> Exercise brief:
Quote the passage in the ChkWeb package description below from "### Checking process" to "by default.", word for word.

> Extracted text:
•••••

Metadata-Version: 2.1
Name: chkweb
Version: 0.1.5
Summary: A very simple web crawler and checker
Home-page: https://github.com/euribates/chkweb.git
License: GPL-3.0-or-later
Author: Juan Ignacio Rodriguez de Leon
Author-email: euribates@gmail.com
Requires-Python: >=3.8,<4.0
Classifier: License :: OSI Approved :: GNU General Public License v3 or later (GPLv3+)
Classifier: Programming Language :: Python :: 3
Classifier: Programming Language :: Python :: 3.8
Classifier: Programming Language :: Python :: 3.9
Requires-Dist: fire (>=0.4.0,<0.5.0)
Requires-Dist: prettyconf (>=2.2.1,<3.0.0)
Requires-Dist: requests (>=2.25.1,<3.0.0)
Project-URL: Repository, https://github.com/euribates/chkweb.git
Description-Content-Type: text/markdown

## ChkWeb

This is a very simple web crawler to check the public webpages
in a webserver.

to use, call the subcommand start with the URL to crawl:

    chkweb start http://localhost/

This will create a sqlite3 database ``pages.db`` whith the urls being
detected by the spyder. It also checks this first page and add all the locals
links to the database as pending url to be checked. Now you can run:

    chkweb advance

to continue the crawling process. This is going to take at most 10
pending url and repeat the process with each of then. You can define the maximun
amount of new urls to be checked setting the environment variable `CHKWEB_ADVANCE_LIMIT` or
 setting the `--limit` command line option, like in this example:

    chkweb advance --limit 1000

### Checking process status

You can check the current process status with the subcommand `status`, like this:

    chkweb status

### Logs

A log file is stored in ``logs/chklog.log``. You can change the
log level either in the settings file or declaring a environment variable
named ``CHKWEB_LOG_LEVEL`` to the desired level. It is set to ``ERROR``
by default.

•••••

> Data listing:
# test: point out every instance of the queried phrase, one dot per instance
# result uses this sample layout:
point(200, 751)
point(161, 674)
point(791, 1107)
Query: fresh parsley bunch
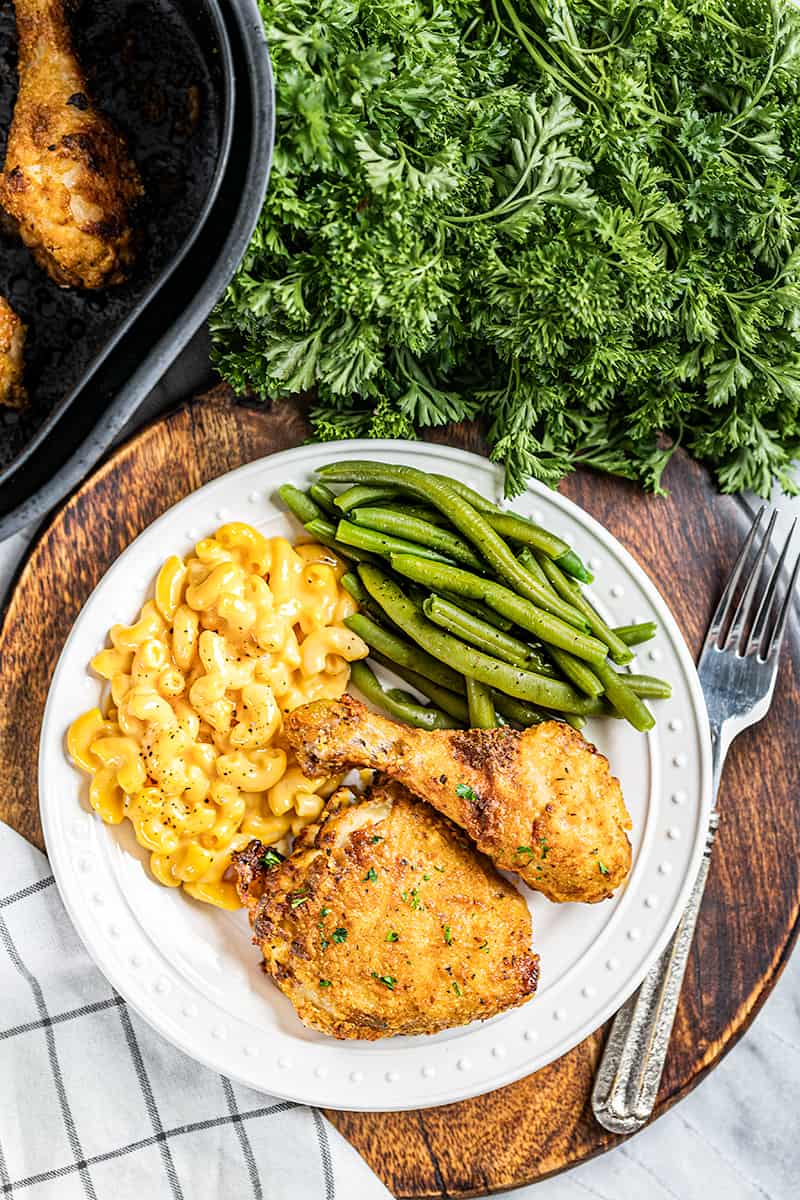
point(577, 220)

•••••

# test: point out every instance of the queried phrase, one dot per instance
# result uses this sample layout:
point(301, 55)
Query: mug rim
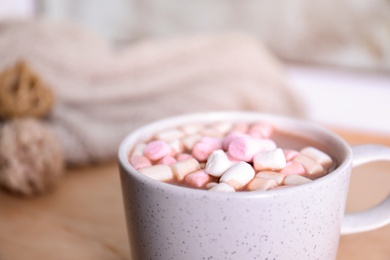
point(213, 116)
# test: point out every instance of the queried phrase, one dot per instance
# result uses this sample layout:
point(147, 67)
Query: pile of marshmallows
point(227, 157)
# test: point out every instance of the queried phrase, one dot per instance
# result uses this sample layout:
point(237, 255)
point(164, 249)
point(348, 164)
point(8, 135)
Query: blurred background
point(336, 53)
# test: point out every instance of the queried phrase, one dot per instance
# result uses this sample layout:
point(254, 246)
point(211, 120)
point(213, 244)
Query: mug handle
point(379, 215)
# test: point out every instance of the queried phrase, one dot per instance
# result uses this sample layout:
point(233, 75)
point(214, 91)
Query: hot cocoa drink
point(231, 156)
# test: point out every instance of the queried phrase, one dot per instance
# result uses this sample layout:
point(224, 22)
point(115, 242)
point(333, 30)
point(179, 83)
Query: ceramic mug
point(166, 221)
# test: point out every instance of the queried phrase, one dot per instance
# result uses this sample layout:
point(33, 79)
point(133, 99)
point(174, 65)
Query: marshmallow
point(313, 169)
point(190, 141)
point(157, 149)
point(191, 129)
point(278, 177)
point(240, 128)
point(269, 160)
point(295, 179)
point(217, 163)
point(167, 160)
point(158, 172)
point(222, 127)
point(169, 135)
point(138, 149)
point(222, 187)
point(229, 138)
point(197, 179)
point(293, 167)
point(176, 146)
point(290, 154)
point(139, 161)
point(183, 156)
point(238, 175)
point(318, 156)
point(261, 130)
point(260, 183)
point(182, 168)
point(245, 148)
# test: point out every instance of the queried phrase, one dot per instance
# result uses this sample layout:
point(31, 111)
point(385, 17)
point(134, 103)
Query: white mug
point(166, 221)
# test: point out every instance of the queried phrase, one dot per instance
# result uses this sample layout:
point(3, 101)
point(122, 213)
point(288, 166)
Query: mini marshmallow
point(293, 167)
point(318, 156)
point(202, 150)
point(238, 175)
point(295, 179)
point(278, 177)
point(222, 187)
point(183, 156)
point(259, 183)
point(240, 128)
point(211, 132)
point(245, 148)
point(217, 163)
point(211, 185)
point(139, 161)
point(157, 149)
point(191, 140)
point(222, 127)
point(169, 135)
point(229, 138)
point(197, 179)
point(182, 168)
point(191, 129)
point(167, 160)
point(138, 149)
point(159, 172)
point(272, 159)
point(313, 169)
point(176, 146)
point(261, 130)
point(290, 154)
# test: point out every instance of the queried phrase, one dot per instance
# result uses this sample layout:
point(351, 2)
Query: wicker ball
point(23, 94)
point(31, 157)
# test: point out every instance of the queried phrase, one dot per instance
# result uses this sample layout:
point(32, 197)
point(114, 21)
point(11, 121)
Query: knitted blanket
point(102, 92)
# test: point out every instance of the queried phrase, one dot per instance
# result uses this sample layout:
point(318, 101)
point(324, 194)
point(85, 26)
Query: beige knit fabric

•••••

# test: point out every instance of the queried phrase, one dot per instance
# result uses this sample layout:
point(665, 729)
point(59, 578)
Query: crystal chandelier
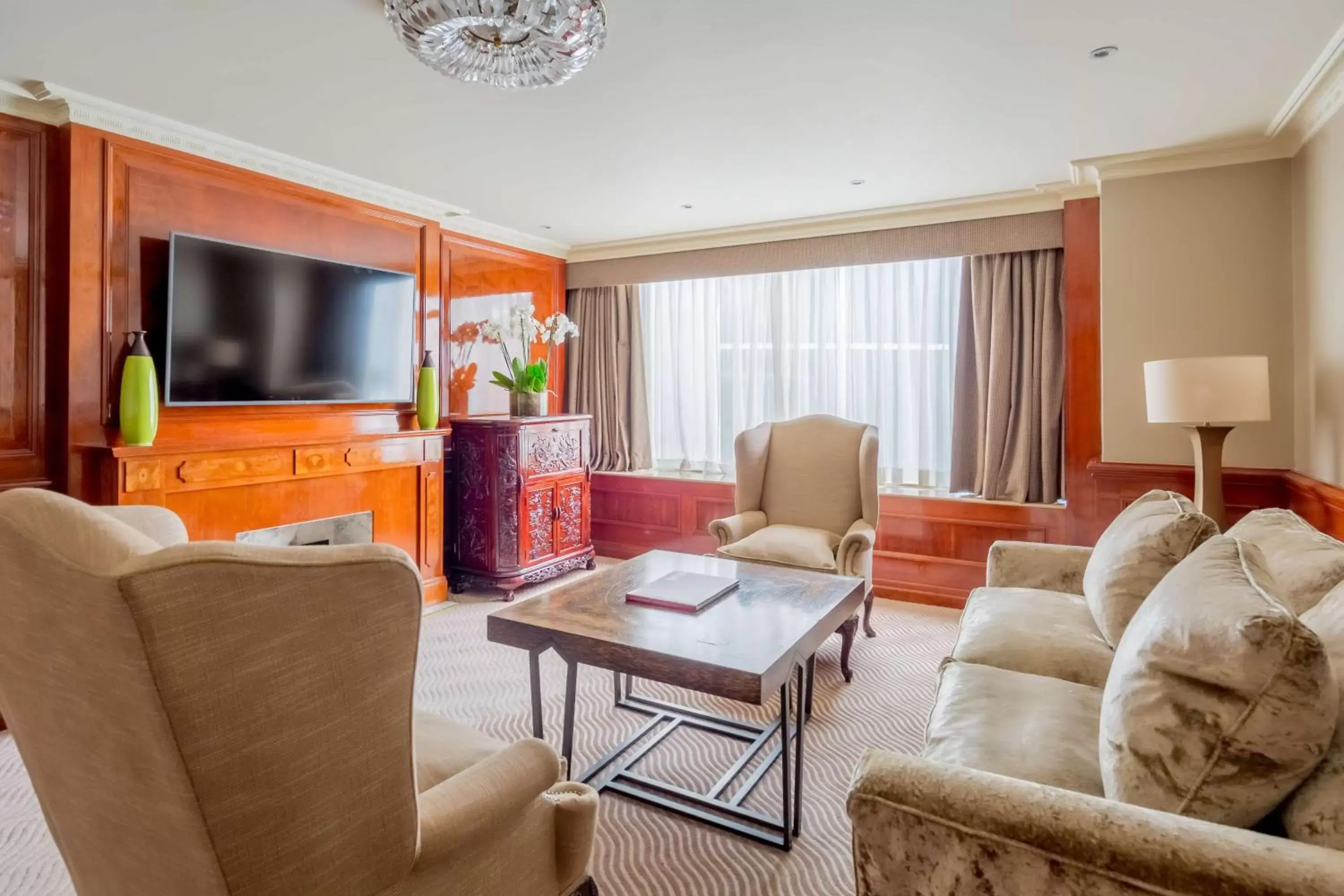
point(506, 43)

•••••

> Finished answer:
### Checking process status

You can check the current process status with the subcommand `status`, like this:

    chkweb status

### Logs

A log file is stored in ``logs/chklog.log``. You can change the
log level either in the settings file or declaring a environment variable
named ``CHKWEB_LOG_LEVEL`` to the desired level. It is set to ``ERROR``
by default.